## 原文抜粋
###

大学選手権優勝13回。70年代後半から90年代にかけ、早大、慶大との激闘でファンを熱狂させ、日本ラグビーに大きな影響を与えた、「前へ」の精神。在学中の85年に日本一を経験し、11年W杯で日本代表GMを務めた太田治氏(54=日本協会トップリーグ部長)は、その本質はプレーでなく精神面にあると説明する。

「慶大の『魂のタックル』、早大の『接近、連続、展開』は戦術的だが、『前へ』は精神的なもの。北島先生が言っていたのは、勝利より、逃げない姿勢。そして、仲間のために体を張り、ルールを守ること。4年間をかけて、その精神を自分なりにかみ砕き、身につける。その哲学のようなものが明治には存在する」

91、95年と2度のW杯出場を果たすなど、日本代表としても活躍した太田氏。北島監督の教えは、卒業後も自らの指針になっていたという。直前で代表から落選した第1回W杯、ニュージーランドを相手に145失点を経験した第3回W杯。失意の際に立ち返った先も、恩師の考えだった。

「自分にとっては基準であり、軸。戻る場所があるから、きつい時でも向かっている方向を確認することができる。『前へ』の根底にあるのは、立ち止まりながらも、進んでいくことだと自分は解釈している」

北島監督が亡くなった96年度の優勝を最後に、明大は長い低迷期に入った。3年時に、その優勝を経験した田中監督は、18年に指揮官に就任した際、過去の歴史の中に、復活への重要なヒントがあると考えた。

「早稲田さんが、どうやって相手に勝つかを考えるチームだとすれば、明治は自分たちはこれで勝つというチーム。困難から逃げない姿勢もそうだし、『重戦車』もそう。低迷期は、そういう、こだわり、哲学が薄らいでいたように思う」

9月開幕のW杯に向けた日本代表候補で明大出身はSO田村、CTB梶村の2人。田中監督は、指導者として「明治らしさ」をまとったより多くの選手が、将来、日本代表として活躍する姿を期待している。

###

アノテーション記録:
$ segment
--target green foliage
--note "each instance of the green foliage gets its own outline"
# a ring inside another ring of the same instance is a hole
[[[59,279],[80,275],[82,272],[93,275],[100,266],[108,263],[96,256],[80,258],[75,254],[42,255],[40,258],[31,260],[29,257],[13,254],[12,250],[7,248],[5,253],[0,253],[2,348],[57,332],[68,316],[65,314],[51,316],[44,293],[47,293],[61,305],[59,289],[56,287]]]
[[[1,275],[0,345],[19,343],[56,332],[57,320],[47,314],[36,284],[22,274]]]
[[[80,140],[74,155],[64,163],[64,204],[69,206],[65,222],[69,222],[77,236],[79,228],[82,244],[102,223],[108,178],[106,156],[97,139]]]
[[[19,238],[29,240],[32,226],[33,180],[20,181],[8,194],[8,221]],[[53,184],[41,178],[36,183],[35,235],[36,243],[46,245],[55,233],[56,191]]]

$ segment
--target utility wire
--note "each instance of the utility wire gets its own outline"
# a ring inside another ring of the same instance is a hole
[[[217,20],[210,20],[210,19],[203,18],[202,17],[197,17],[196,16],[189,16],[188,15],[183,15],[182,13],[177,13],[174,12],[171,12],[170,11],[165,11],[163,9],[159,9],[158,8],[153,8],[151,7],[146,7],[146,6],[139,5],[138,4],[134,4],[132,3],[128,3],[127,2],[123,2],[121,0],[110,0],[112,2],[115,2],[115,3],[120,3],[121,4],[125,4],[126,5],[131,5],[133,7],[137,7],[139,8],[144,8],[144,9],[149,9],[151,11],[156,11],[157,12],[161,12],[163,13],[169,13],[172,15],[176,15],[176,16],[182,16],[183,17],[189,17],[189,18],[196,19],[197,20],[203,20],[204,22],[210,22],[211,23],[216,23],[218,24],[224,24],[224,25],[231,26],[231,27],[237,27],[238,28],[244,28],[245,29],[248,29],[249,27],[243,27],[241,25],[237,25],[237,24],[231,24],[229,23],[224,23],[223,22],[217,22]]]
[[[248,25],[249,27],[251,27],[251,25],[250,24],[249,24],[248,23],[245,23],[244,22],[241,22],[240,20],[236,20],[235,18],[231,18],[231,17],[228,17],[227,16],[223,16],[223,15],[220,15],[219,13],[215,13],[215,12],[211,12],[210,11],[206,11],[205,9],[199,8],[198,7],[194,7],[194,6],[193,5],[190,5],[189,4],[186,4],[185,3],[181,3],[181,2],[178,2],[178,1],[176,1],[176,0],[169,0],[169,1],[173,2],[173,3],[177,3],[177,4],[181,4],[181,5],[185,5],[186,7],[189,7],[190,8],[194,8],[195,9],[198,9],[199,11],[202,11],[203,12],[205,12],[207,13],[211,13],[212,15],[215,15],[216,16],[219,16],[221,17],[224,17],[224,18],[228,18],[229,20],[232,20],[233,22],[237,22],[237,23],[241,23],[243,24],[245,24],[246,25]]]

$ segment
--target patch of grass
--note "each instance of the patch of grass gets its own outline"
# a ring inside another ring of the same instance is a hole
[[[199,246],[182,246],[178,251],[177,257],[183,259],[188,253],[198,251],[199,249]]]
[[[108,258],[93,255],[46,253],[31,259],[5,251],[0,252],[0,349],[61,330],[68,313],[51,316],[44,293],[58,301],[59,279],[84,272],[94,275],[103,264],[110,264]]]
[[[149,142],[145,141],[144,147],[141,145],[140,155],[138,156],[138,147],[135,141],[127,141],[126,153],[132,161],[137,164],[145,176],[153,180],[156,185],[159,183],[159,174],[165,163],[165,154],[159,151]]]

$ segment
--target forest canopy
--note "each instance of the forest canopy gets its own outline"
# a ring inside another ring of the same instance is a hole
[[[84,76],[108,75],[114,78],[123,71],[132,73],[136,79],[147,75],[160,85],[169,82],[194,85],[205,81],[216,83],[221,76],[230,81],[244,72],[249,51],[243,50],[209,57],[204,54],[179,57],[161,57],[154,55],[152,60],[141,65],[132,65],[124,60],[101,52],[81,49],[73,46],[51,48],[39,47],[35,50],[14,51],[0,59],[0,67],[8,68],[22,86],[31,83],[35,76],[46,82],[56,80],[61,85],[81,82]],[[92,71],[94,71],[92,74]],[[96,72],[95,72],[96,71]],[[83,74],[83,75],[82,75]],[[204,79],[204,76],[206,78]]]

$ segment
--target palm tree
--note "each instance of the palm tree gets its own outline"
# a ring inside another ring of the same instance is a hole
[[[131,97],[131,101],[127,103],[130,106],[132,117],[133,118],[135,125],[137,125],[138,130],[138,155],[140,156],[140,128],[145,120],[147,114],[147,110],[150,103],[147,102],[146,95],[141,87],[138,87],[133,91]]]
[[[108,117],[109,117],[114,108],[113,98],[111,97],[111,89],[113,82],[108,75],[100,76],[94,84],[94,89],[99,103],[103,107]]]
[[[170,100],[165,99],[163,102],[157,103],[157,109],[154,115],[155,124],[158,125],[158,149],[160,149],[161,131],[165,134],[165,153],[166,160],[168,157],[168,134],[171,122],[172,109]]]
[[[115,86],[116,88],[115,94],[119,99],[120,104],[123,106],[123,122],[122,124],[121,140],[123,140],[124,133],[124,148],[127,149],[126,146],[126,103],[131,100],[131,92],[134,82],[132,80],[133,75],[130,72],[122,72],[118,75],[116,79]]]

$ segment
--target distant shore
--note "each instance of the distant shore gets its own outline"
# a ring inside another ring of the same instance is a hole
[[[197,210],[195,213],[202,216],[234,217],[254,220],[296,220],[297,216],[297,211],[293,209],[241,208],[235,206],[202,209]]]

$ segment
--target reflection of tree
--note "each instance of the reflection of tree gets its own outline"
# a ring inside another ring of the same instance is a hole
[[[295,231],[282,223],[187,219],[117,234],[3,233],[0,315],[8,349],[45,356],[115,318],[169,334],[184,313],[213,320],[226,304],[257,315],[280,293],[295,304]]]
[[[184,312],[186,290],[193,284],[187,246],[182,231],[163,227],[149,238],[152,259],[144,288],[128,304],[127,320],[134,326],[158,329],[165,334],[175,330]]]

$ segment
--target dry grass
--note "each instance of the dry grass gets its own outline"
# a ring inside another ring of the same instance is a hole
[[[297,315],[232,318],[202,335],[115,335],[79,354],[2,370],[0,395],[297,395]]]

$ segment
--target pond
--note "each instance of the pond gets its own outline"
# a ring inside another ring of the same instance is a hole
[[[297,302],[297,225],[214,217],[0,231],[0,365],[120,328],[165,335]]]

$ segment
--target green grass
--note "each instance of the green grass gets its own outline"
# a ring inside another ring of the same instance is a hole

###

## 設問
A: 原文抜粋によると、9月開幕のW杯に向けた日本代表候補のうち、明大出身の選手は誰か。
B: 原文抜粋の「北島監督が亡くなった96年度」から「学が薄らいでいたように思う」」までをすべて、一字も変えずに書き写してください。

## 解答一覧
A: SO田村とCTB梶村の2人。

B:
北島監督が亡くなった96年度の優勝を最後に、明大は長い低迷期に入った。3年時に、その優勝を経験した田中監督は、18年に指揮官に就任した際、過去の歴史の中に、復活への重要なヒントがあると考えた。

「早稲田さんが、どうやって相手に勝つかを考えるチームだとすれば、明治は自分たちはこれで勝つというチーム。困難から逃げない姿勢もそうだし、『重戦車』もそう。低迷期は、そういう、こだわり、哲学が薄らいでいたように思う」